**Task**
Each line below needs to be printed again exactly.

**Source data**

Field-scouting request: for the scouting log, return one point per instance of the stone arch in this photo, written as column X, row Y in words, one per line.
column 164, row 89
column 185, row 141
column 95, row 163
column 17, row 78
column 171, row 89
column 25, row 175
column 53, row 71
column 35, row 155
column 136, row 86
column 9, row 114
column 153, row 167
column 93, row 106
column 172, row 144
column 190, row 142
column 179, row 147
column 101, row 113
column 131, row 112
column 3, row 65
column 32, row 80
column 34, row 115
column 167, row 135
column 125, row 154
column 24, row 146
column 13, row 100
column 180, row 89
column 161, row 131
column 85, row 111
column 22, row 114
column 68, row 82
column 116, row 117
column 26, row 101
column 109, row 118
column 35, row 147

**Your response**
Field-scouting request: for the scouting log, return one point per instance of the stone arch in this photo, written as column X, row Y in words, one per line.
column 164, row 89
column 185, row 141
column 95, row 163
column 17, row 78
column 171, row 89
column 25, row 175
column 53, row 71
column 35, row 155
column 136, row 86
column 9, row 114
column 153, row 167
column 93, row 106
column 172, row 144
column 190, row 142
column 179, row 147
column 101, row 113
column 131, row 112
column 3, row 65
column 32, row 80
column 34, row 115
column 167, row 135
column 125, row 154
column 24, row 146
column 13, row 100
column 180, row 89
column 161, row 131
column 85, row 111
column 22, row 114
column 68, row 82
column 116, row 117
column 26, row 101
column 109, row 118
column 35, row 147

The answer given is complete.